Bij sommige onderwerpen verwacht je een kamerbehandeling die fel maar vooral ook langdurig zal zijn, zo niet ontwerp 34373, de zgn. Wet doorstroming huurmarkt 2015. Dat ontwerp wordt in een noodgang door de kamer gejaagd.
Het ontwerp mikt (en dat is ook de titel) op doorstroming huurmarkt. Persoonlijk zie ik het als de grootste slag voor de rechten van huurders sinds het einde van de liberalisering in 1979, misschien zelfs wel sinds de huurwet uit 1950. Die laatste wet ken ik enkel uit de handboeken.
Dat er iets moest gebeuren is duidelijk: de huurmarkt zit op slot omdat er al minstens 15 jaar volstrekt onvoldoende woningen worden gebouwd. De marktwerking in corporatieland heeft in ieder geval niet gewerkt. Allerlei megalomane plannen hebben tot rampen geleid: kijk naar de SS Rotterdam, Vestia en Servatius in Maastricht die zelfs in België wilde bouwen. Ondertussen werd het bijbouwen van betaalbare woningen in de sociale sector en net daarboven stelselmatig verwaarloosd. De bankencrisis en de daarop volgende malaise hebben de toegang tot de koopmarkt verstoord waardoor veel betaalbare woningen onverkocht blijven en de druk op de huurmarkt nog verder toenam.
Enkele jaren geleden kwam men met een extra opslag op de huurprijs voor (te)veel verdieners. Wat nu gebeurt gaat nog veel verder: men begint aan de huurbescherming te morrelen zonder dat er een fatsoenlijk aanbod van woningen is. Een van de pijlers van 7:271 BW ev is dat een huurder beschermd wordt. Er zijn uitzonderingen zoals de anti-kraak, de diplomatenclausule en het campuscontract maar dan weet je als huurder vanaf het begin waar je aan toe bent.
Iemand die nu huurt is zeker van zijn of haar woning, heel bijzondere gevallen daargelaten en dat is ook van vitaal. Bij werkeloosheid is er een meestal een vangnet maar als je een verlies van woonruimte op je af ziet komen ligt dat heel anders.

## GEGEVENSREGELS

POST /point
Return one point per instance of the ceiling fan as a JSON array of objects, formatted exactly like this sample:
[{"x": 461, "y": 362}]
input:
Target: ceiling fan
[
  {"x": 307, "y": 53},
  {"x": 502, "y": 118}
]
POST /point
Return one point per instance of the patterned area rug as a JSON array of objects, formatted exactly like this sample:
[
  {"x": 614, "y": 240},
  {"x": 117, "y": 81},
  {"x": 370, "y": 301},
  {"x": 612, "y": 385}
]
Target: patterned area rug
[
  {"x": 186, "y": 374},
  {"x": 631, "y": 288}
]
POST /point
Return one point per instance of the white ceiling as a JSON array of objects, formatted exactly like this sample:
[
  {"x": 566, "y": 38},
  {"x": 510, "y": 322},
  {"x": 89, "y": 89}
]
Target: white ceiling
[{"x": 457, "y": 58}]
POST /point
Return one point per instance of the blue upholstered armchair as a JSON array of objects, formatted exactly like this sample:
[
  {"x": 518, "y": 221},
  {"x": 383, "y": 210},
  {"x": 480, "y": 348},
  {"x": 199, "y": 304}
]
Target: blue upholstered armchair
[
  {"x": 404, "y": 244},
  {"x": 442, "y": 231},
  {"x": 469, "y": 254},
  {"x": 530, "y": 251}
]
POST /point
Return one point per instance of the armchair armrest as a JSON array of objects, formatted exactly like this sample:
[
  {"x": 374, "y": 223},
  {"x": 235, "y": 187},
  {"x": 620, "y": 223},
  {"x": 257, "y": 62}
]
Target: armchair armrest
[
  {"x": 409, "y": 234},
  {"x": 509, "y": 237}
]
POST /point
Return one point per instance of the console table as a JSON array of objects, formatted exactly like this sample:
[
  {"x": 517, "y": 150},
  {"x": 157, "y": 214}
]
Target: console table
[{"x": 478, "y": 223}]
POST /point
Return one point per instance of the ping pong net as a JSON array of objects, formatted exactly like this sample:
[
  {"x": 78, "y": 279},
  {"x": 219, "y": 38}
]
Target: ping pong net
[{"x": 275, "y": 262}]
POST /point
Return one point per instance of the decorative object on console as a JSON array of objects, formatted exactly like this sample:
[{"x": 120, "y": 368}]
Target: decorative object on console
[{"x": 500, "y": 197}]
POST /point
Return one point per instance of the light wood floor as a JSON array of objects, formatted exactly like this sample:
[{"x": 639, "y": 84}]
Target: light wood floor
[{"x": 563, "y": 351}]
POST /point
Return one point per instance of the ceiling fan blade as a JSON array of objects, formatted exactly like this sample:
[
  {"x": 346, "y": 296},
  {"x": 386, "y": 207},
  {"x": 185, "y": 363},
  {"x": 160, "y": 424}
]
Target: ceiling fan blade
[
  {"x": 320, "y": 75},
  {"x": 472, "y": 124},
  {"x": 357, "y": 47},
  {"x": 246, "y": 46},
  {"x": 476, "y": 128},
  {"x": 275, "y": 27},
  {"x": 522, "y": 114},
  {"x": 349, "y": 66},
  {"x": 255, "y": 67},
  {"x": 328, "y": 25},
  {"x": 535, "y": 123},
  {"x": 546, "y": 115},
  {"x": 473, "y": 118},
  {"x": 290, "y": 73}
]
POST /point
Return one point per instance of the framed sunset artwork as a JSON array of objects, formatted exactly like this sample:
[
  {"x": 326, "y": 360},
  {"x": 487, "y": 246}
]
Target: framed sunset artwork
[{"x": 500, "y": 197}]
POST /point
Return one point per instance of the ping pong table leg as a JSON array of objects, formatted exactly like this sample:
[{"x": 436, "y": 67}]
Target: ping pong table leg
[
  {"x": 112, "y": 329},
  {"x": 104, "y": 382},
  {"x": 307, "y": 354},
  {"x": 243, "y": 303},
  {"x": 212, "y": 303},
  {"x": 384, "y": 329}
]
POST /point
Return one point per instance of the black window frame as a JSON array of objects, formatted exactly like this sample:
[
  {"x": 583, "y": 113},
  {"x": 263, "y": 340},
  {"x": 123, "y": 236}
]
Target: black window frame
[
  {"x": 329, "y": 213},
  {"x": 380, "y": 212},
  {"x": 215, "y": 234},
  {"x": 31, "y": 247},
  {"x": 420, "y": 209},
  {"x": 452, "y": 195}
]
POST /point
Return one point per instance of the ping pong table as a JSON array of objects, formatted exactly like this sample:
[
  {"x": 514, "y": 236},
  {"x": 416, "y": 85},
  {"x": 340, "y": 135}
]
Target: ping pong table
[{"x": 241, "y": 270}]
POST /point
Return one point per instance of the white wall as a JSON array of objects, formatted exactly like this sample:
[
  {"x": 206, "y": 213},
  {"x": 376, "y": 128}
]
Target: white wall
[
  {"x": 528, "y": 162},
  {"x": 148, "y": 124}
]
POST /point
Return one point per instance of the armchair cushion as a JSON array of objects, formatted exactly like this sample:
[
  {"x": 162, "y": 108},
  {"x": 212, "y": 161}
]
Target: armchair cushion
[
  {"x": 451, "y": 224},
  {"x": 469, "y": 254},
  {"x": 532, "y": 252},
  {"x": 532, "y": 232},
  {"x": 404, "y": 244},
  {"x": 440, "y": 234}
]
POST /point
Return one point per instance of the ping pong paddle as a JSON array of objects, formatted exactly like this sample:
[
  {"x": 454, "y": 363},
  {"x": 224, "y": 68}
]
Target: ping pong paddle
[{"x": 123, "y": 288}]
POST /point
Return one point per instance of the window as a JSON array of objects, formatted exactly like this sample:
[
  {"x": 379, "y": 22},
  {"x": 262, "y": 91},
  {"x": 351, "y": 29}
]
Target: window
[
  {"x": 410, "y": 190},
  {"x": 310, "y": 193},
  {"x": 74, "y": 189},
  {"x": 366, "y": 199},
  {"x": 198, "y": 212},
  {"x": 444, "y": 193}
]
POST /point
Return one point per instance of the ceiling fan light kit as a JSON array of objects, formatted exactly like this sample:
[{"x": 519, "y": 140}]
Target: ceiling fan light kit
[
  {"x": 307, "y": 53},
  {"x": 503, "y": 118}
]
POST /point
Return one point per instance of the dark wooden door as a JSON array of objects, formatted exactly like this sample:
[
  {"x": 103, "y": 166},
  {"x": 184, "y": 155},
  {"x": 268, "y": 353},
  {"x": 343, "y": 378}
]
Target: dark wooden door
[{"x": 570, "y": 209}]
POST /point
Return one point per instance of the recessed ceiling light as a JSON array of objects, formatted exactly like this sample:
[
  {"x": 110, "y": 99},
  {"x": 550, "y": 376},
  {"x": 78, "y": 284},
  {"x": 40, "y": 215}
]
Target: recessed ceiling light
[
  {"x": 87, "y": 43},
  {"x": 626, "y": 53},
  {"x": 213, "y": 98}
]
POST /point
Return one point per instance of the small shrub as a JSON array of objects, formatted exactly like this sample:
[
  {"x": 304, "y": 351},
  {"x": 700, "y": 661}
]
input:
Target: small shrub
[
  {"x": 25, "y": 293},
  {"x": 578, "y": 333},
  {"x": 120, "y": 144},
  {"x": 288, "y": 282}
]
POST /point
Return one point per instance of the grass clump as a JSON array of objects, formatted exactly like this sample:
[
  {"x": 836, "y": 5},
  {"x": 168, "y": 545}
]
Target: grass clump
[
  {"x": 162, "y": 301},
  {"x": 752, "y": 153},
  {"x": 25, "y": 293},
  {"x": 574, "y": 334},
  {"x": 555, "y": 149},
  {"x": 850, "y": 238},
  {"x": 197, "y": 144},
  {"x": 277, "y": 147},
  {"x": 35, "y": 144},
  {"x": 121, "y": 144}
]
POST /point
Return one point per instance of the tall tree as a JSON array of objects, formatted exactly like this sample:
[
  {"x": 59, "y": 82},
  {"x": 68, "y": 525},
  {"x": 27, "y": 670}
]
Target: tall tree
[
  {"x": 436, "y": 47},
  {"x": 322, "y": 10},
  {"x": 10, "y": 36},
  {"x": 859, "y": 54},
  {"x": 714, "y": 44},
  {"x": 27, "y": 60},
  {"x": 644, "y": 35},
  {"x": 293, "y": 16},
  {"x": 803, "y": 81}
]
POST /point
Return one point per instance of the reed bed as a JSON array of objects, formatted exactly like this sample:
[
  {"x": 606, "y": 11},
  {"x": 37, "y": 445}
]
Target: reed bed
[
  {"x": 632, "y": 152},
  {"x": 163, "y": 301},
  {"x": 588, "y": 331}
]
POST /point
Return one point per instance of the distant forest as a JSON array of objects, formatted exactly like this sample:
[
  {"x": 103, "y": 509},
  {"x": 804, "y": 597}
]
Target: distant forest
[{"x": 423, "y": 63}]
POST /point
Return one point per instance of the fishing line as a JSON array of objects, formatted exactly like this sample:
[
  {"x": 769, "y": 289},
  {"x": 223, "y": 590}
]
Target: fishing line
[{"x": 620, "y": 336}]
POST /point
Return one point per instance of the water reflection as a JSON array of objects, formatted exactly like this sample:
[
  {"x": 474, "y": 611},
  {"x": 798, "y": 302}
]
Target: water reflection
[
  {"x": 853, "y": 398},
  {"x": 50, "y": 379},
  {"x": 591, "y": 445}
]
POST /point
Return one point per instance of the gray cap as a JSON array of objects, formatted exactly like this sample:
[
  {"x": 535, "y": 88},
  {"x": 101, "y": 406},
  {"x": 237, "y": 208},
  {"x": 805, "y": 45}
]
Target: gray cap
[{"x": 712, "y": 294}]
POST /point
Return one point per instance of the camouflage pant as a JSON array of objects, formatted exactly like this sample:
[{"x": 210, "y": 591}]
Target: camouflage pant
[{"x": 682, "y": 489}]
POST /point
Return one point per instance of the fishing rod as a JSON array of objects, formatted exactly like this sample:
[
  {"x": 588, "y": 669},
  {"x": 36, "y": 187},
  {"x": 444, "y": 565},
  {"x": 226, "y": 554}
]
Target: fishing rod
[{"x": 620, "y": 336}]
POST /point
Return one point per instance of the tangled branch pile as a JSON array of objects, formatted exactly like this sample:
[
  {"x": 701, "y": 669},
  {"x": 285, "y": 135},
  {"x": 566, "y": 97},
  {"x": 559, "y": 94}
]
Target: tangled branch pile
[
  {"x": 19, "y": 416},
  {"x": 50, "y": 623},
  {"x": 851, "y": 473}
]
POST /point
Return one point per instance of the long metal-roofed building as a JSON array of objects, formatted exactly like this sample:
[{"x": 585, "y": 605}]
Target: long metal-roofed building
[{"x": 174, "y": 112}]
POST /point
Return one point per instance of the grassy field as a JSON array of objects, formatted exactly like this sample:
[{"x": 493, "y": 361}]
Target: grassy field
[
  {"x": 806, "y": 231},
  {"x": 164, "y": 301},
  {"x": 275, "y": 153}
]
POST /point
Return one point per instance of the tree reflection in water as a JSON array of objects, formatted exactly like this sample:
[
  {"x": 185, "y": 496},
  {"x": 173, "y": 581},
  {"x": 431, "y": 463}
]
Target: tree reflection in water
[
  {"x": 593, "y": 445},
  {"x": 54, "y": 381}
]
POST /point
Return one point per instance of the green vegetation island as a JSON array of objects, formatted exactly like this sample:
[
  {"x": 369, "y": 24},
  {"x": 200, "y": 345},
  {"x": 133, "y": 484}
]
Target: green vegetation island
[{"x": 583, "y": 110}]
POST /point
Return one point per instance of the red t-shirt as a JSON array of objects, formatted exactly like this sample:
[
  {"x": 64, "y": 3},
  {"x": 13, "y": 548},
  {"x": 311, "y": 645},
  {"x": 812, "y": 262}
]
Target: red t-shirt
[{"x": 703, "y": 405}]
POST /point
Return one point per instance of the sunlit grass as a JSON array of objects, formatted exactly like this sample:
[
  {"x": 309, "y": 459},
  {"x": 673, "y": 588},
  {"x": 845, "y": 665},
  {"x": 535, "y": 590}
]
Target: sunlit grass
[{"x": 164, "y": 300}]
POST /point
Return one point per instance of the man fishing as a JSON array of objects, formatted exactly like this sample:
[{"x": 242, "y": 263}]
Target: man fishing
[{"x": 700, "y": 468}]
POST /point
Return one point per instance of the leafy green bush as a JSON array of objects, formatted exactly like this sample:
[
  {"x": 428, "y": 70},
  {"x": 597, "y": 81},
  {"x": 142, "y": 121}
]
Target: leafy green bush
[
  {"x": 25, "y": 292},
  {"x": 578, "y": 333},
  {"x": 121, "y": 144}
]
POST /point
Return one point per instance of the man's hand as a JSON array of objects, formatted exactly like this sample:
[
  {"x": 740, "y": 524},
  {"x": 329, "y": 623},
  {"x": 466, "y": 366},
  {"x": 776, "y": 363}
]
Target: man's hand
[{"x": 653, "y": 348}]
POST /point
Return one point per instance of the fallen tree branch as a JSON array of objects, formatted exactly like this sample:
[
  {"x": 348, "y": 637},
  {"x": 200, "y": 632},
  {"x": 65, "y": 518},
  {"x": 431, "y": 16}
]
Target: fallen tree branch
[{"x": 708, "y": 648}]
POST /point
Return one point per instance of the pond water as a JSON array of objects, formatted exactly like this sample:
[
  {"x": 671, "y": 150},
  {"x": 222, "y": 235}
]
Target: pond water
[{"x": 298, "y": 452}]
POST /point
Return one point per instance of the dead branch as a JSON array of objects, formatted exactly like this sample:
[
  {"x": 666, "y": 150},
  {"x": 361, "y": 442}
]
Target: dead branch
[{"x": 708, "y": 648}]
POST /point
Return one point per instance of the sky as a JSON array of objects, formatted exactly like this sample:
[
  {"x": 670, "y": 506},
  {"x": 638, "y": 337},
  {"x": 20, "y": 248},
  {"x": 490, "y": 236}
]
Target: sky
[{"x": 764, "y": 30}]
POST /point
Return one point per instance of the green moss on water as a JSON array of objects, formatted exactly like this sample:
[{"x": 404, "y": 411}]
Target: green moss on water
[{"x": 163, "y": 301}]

## GEGEVEN OPDRACHT
Noteer uit het tekstfragment over de Wet doorstroming huurmarkt letterlijk alles van "Bij sommige onderwerpen" tot en met "uit de handboeken.". De items vormen apart materiaal en staan los van het tekstfragment.

## UITGEWERKTE OPDRACHT
Bij sommige onderwerpen verwacht je een kamerbehandeling die fel maar vooral ook langdurig zal zijn, zo niet ontwerp 34373, de zgn. Wet doorstroming huurmarkt 2015. Dat ontwerp wordt in een noodgang door de kamer gejaagd.
Het ontwerp mikt (en dat is ook de titel) op doorstroming huurmarkt. Persoonlijk zie ik het als de grootste slag voor de rechten van huurders sinds het einde van de liberalisering in 1979, misschien zelfs wel sinds de huurwet uit 1950. Die laatste wet ken ik enkel uit de handboeken.